[START OF PASSAGE SHOWN]
Description of problem: mount can accept either a device node or a mountpoint if the filesystem is in /etc/fstab. unfortunately, with bind (and loop) mounts, a file or directory can appear as both the device node or the mountpoint (in different entries), making a simple 'mount /blah' ambiguous. Version-Release number of selected component (if applicable): util-linux-2.13-0.20.1 How reproducible: $ grep /test /etc/fstab /dev/VolGroup00/tmp /test ext3 defaults 0 0 /test /test1 none bind 0 0 $ sudo mount /test -> /test1 mounted instead of /test. Steps to Reproduce: 1. have a filesystem in /fstab also be the source of a bind mount 2. try to mount it Actual results: the bind mount is mounted instead of the filesystem Expected results: filesystem mounted Note: bind mounts are important for nfs4 exports and for setting chrooted environments (FC5-in-FC4, etc.)
Created attachment 129975 [details] fix - ignore device nodes that are regular files or directories
It's not so simple. Your patch completely disable mount by /path/file.img for loop devices. You also forget that no all people use ambiguous configuration and use bind mount by source directories is fine for them. I think rather than add to code some non-transparent heuristic is better use for example mount by LABEL/UUID/device for your /dev/VolGroup00/tmp.
[END OF PASSAGE SHOWN]
[REQUIREMENT A]
Answer these questions from the mount bug report:
(i) Which version of util-linux is given?
(ii) For what purposes does the note call bind mounts important?
(iii) What does the attached fix do?
[REQUIREMENT B]
Using the mount bug report, explain why a simple 'mount /blah' becomes ambiguous.
[START OF DATA SHOWN]
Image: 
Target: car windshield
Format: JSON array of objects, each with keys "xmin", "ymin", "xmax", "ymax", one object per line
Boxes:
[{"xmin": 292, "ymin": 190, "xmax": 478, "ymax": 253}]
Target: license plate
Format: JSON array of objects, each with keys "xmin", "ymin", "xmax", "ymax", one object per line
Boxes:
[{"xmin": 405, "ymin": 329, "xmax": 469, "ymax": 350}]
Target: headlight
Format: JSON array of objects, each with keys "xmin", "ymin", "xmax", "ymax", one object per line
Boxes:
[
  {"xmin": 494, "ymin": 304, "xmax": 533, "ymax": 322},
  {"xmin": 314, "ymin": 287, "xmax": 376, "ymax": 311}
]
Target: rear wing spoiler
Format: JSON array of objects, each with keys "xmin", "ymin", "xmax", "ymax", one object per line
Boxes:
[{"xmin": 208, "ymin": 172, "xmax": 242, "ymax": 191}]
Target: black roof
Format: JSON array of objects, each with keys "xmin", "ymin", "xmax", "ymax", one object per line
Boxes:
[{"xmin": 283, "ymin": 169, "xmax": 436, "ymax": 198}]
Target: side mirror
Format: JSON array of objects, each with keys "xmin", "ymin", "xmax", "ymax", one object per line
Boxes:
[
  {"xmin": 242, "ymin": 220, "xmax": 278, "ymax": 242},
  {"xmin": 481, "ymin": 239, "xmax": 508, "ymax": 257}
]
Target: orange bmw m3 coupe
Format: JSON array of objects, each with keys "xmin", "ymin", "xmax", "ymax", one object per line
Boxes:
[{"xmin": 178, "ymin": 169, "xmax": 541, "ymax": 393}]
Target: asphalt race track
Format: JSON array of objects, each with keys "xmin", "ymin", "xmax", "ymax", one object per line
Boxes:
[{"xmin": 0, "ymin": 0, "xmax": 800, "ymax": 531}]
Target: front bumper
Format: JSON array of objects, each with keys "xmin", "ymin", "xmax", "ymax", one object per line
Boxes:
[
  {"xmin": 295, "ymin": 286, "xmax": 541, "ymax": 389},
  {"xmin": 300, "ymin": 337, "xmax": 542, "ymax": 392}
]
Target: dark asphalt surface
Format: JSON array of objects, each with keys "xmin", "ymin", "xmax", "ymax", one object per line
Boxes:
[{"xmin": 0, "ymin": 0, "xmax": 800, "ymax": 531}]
[END OF DATA SHOWN]
[EXERCISE SOLUTION A]
(i) util-linux-2.13-0.20.1
(ii) Bind mounts are important for nfs4 exports and for setting up chrooted environments.
(iii) It ignores device nodes that are regular files or directories.

[EXERCISE SOLUTION B]
The mount command accepts either a device node or a mountpoint when the filesystem is listed in /etc/fstab. With bind and loop mounts, one file or directory can appear as a device node in one entry and as a mountpoint in another, so mount cannot tell which entry is meant.